Directions: Extract each line of the entries below that contains the word "plaid". Only matches with the same capitalization count.

(Entries from a point annotation set)
>> BEGIN
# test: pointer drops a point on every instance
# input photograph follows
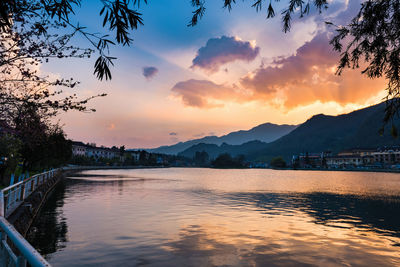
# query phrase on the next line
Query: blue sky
(263, 74)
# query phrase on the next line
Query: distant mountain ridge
(358, 129)
(266, 132)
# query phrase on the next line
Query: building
(387, 155)
(91, 150)
(310, 160)
(344, 161)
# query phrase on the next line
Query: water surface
(209, 217)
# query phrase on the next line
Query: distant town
(352, 159)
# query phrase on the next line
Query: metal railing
(10, 199)
(13, 196)
(28, 253)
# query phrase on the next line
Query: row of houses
(79, 149)
(380, 157)
(91, 150)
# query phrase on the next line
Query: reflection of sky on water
(178, 220)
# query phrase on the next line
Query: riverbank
(83, 168)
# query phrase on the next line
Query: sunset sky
(233, 71)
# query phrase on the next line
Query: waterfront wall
(23, 217)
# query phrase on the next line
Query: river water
(211, 217)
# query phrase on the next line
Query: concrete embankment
(23, 217)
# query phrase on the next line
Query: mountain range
(358, 129)
(266, 132)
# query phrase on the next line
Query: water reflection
(49, 232)
(177, 220)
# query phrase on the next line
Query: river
(212, 217)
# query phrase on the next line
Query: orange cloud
(206, 94)
(302, 79)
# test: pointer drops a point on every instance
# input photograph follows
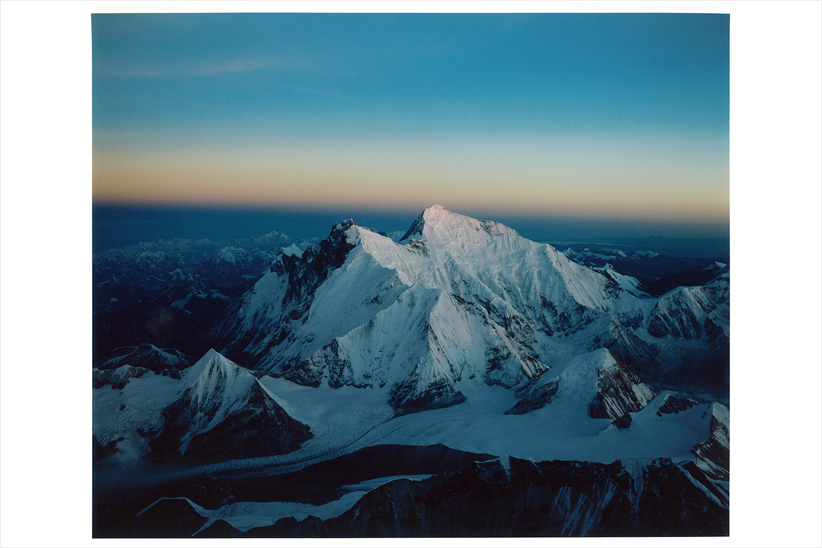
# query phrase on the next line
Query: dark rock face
(159, 360)
(536, 395)
(307, 272)
(620, 392)
(405, 398)
(623, 422)
(118, 378)
(675, 405)
(633, 351)
(514, 498)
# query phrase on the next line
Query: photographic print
(410, 275)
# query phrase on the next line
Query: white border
(46, 247)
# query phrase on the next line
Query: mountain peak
(439, 221)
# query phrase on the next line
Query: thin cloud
(211, 67)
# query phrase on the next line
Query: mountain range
(457, 334)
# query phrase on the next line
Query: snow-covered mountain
(596, 401)
(454, 298)
(225, 411)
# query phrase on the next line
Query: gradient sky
(577, 115)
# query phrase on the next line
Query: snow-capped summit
(224, 411)
(456, 298)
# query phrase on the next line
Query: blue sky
(574, 115)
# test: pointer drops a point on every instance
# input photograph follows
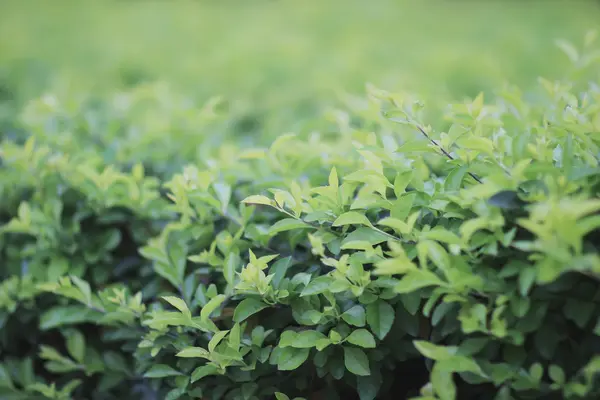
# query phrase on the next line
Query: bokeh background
(278, 63)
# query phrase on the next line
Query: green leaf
(287, 224)
(5, 379)
(368, 386)
(176, 393)
(355, 316)
(193, 352)
(333, 178)
(434, 352)
(556, 374)
(211, 306)
(356, 361)
(291, 358)
(84, 287)
(401, 182)
(454, 179)
(246, 308)
(161, 371)
(216, 339)
(256, 199)
(417, 279)
(352, 218)
(178, 304)
(231, 267)
(75, 344)
(362, 338)
(279, 269)
(380, 317)
(307, 339)
(317, 286)
(203, 371)
(442, 382)
(223, 192)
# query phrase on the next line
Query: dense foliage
(375, 256)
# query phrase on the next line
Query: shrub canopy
(377, 256)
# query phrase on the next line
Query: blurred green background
(283, 57)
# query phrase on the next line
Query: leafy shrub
(387, 260)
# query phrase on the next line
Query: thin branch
(420, 128)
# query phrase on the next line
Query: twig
(443, 151)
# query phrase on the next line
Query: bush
(387, 260)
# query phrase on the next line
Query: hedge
(388, 259)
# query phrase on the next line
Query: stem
(444, 152)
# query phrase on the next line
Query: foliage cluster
(388, 259)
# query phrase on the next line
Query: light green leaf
(246, 308)
(352, 218)
(380, 317)
(211, 306)
(417, 279)
(317, 286)
(216, 339)
(355, 316)
(435, 352)
(178, 304)
(203, 371)
(193, 352)
(223, 192)
(333, 178)
(257, 199)
(287, 224)
(401, 182)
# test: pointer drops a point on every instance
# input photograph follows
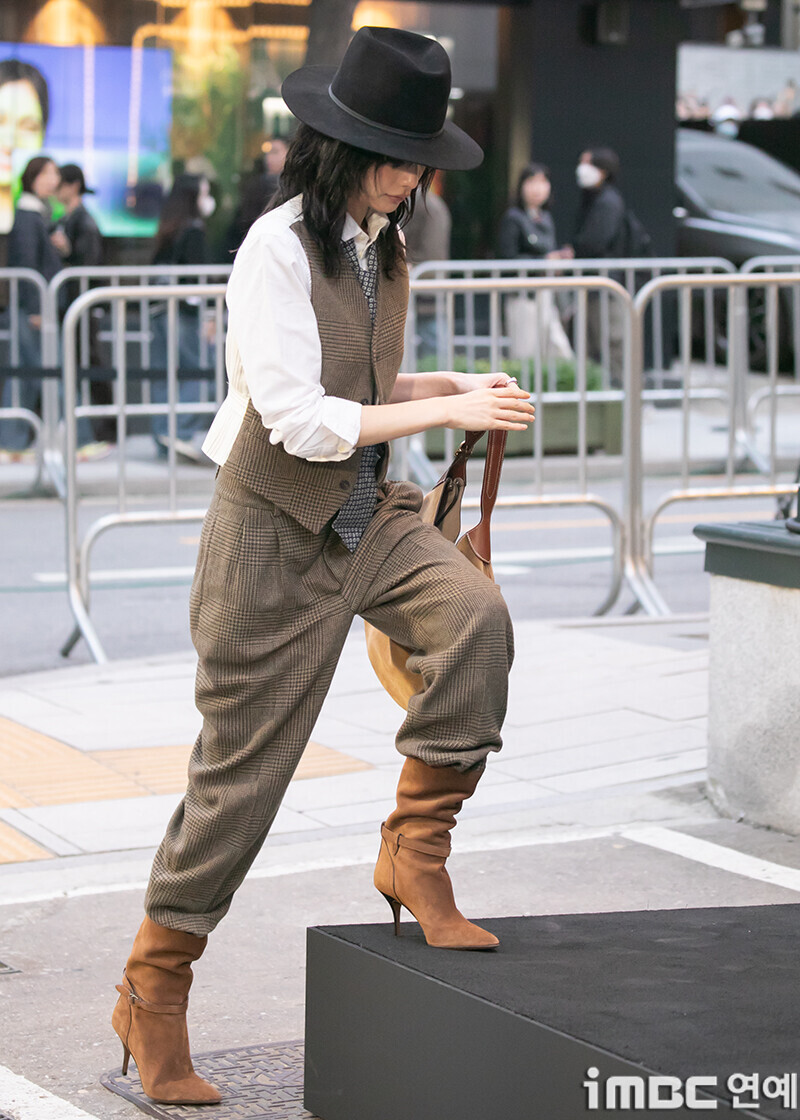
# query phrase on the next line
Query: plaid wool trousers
(271, 606)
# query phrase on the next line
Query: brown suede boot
(415, 843)
(150, 1015)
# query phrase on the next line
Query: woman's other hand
(507, 408)
(468, 382)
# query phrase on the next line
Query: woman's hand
(467, 382)
(507, 408)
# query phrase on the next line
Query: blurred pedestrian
(85, 242)
(84, 249)
(180, 240)
(30, 246)
(256, 189)
(604, 232)
(527, 232)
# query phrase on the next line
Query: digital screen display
(107, 109)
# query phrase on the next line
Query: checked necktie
(355, 514)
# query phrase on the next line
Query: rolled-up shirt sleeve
(273, 328)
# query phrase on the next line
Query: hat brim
(306, 94)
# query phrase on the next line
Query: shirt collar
(375, 225)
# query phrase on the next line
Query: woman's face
(388, 185)
(21, 124)
(536, 190)
(46, 182)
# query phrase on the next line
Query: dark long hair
(327, 173)
(179, 211)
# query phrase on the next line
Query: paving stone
(256, 1082)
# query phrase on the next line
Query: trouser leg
(430, 599)
(269, 625)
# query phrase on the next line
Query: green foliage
(564, 369)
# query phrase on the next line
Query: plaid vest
(360, 363)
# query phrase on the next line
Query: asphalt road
(550, 562)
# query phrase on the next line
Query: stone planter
(754, 702)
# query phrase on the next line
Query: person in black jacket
(182, 240)
(601, 226)
(527, 231)
(527, 227)
(30, 246)
(84, 249)
(601, 232)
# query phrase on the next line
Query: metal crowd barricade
(632, 272)
(491, 346)
(78, 549)
(741, 451)
(75, 281)
(24, 353)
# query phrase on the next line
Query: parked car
(736, 202)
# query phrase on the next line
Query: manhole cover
(256, 1082)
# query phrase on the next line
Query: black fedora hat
(389, 95)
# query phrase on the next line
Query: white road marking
(675, 546)
(284, 859)
(26, 1101)
(118, 575)
(714, 855)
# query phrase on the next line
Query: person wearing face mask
(182, 240)
(527, 231)
(602, 232)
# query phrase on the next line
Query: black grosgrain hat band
(389, 96)
(383, 128)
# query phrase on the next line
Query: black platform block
(396, 1030)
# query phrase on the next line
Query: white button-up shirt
(272, 353)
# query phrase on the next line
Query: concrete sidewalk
(605, 726)
(595, 804)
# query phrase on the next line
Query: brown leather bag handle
(457, 467)
(481, 535)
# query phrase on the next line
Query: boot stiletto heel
(396, 912)
(415, 846)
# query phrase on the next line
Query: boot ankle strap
(398, 840)
(147, 1006)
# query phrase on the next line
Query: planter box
(559, 427)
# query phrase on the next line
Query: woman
(180, 240)
(305, 531)
(30, 245)
(527, 231)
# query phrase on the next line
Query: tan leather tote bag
(443, 507)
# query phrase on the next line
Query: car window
>> END
Result for this exercise:
Query: plaid wool trousers
Query: plaid vest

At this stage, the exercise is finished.